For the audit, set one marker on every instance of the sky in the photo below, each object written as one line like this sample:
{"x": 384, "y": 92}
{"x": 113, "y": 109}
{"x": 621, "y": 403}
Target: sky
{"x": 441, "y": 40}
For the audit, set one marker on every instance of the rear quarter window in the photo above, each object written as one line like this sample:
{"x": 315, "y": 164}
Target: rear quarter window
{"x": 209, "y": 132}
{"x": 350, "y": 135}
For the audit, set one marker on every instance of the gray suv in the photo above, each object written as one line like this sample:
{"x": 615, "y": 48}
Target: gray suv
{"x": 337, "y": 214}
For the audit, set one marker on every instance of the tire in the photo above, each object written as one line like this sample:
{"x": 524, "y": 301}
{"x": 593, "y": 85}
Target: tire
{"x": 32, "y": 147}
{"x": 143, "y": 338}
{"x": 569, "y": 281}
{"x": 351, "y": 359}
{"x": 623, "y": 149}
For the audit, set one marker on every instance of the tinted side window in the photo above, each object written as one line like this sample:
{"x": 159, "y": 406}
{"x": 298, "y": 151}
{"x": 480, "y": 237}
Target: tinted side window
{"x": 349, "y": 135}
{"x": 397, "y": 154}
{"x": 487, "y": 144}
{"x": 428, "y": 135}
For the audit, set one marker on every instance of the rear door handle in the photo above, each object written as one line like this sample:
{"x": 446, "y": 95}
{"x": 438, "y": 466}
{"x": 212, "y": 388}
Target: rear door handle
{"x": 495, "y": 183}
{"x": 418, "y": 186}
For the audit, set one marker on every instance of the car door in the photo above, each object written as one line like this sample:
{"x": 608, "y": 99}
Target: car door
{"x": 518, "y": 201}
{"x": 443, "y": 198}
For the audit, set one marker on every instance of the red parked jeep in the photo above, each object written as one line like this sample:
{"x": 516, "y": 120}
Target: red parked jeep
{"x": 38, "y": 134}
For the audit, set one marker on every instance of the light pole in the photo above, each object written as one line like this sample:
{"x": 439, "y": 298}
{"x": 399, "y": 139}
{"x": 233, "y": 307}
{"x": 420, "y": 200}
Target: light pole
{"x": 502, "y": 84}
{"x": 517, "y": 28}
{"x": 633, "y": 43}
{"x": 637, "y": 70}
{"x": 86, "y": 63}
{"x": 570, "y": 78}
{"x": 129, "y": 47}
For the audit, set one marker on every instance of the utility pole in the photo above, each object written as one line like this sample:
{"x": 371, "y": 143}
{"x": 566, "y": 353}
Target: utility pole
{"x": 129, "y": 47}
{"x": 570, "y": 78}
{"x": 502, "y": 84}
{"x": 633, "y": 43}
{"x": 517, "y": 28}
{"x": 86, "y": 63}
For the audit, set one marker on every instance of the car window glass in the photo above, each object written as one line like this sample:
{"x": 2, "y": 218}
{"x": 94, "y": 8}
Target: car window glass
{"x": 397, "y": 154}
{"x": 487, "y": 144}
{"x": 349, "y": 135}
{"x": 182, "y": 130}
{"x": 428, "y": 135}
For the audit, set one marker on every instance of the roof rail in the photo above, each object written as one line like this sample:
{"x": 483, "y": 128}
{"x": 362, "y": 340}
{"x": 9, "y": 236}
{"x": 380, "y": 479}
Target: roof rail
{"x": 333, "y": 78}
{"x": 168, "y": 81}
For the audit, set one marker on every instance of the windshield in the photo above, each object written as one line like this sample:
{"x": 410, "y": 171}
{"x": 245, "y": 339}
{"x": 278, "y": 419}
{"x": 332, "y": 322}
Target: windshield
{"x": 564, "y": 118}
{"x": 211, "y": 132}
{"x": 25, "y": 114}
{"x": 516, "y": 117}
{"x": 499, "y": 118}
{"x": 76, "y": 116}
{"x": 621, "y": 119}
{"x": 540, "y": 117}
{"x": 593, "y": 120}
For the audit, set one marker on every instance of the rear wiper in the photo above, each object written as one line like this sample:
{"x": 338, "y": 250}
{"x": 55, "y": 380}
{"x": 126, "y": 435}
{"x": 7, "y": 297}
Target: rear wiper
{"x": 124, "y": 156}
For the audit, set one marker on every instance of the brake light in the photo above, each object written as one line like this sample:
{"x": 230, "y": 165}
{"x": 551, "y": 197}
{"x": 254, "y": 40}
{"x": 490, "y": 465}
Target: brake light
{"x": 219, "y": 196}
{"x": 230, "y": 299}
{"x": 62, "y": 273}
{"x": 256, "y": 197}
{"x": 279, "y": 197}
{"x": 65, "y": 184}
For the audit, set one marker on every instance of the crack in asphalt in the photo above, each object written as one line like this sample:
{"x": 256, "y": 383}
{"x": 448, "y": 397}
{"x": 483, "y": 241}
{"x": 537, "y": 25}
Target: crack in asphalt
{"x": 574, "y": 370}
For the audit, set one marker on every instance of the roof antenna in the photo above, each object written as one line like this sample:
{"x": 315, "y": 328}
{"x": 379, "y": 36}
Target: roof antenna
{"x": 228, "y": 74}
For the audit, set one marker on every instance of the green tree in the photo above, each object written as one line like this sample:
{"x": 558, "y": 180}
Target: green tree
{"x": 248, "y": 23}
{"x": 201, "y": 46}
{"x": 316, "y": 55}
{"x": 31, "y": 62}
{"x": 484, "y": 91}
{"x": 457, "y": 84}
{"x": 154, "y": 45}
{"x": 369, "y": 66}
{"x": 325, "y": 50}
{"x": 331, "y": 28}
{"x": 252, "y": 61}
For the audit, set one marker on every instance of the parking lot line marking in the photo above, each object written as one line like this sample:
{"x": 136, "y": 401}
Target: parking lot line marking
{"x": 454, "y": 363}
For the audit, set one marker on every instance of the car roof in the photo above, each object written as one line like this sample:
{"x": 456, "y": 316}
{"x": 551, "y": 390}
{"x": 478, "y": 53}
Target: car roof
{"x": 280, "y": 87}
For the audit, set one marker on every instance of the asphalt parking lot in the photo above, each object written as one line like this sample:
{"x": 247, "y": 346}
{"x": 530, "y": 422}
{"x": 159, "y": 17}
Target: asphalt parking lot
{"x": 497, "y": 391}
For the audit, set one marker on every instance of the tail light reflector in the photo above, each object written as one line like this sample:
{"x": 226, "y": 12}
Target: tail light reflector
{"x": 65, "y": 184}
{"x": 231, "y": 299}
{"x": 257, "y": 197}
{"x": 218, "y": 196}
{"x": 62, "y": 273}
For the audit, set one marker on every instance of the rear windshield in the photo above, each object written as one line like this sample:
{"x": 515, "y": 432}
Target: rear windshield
-=-=-
- _TO BE DONE_: Return exactly the lines from the one containing "the car roof" through the last line of the records above, both included, and nothing else.

- _EXPECTED ANSWER_:
For the audit, set one marker on every instance of the car roof in the photo above, each object written as one line like this sample:
{"x": 456, "y": 316}
{"x": 551, "y": 390}
{"x": 478, "y": 53}
Target: car roof
{"x": 280, "y": 87}
For the audit, set one marker on every instance of the asphalt parking lot in the photo above, each object written as one line like this sample:
{"x": 247, "y": 346}
{"x": 530, "y": 422}
{"x": 159, "y": 17}
Target: asphalt parking lot
{"x": 497, "y": 391}
For the audit, set one marker on every instance of the tail light reflector in the photo above, each object written as one line like this sample:
{"x": 226, "y": 12}
Target: tail light reflector
{"x": 65, "y": 184}
{"x": 231, "y": 299}
{"x": 257, "y": 197}
{"x": 218, "y": 196}
{"x": 62, "y": 273}
For the audit, set one marker on every instance of the rear windshield in the photo above, each object written as one line like this sample:
{"x": 515, "y": 432}
Target: rear windshield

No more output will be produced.